Brazilian actor, comedian and VJ (born 1981)

Marcelo França Adnet (born September 5, 1981, in Rio de Janeiro) is a Brazilian actor, comedian and former VJ. He has been on many TV shows such as Adnet viaja ("Adnet travels") (2012), Adnet ao vivo ("Adnet live") (2011) and Comédia MTV ("MTV Comedy") (2010-2012). He was named by Época magazine as one of the 100 most influential Brazilians in 2009.

Adnet has a degree in journalism from PUC-Rio. His career as a comedian began while in college when a friend, the actor Fernando Caruso, invited him to make an improvisation play, Z.E. Zenas Emprovisadas, which debuted in 2003 and ran until 2012. He stands out for the imitations he often creates around famous personalities. He worked on the Multishow cable television channel, owned by Rede Globo, before going to MTV as a result of his performance in Rockgol. Marcelo was married to his former co-worker, the MTV VJ and comedian Dani Calabresa. In January 2013, Adnet was hired by TV Globo.

WORK INSTRUCTIONS:
Retype the passage of the Marcelo Adnet biography that begins with the words containing "Marcelo França Adnet" and ends with "Brazilians in 2009.".

EXERCISE DATA:
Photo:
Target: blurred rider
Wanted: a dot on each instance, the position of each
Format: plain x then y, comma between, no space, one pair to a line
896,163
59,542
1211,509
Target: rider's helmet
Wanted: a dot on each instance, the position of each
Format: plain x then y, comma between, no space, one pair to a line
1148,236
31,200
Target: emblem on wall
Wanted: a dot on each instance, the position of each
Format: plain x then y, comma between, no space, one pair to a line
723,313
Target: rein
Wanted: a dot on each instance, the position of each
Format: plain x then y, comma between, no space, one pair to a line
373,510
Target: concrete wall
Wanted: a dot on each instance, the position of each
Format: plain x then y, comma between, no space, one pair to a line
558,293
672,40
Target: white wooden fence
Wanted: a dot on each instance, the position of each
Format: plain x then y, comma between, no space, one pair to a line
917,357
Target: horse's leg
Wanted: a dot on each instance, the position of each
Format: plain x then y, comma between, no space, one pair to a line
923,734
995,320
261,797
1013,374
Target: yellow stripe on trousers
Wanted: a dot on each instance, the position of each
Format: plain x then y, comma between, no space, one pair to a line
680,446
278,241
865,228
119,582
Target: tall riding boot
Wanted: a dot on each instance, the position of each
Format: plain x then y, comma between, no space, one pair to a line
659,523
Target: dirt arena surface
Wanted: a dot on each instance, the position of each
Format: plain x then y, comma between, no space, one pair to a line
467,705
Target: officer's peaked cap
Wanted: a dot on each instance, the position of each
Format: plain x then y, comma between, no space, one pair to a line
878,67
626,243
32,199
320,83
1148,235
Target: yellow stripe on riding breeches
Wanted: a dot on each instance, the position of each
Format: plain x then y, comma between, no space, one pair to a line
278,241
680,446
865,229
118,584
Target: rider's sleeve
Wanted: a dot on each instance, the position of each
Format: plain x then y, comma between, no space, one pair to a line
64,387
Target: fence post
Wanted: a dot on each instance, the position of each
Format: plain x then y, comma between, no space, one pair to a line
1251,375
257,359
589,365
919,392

THE ANSWER:
Marcelo França Adnet (born September 5, 1981, in Rio de Janeiro) is a Brazilian actor, comedian and former VJ. He has been on many TV shows such as Adnet viaja ("Adnet travels") (2012), Adnet ao vivo ("Adnet live") (2011) and Comédia MTV ("MTV Comedy") (2010-2012). He was named by Época magazine as one of the 100 most influential Brazilians in 2009.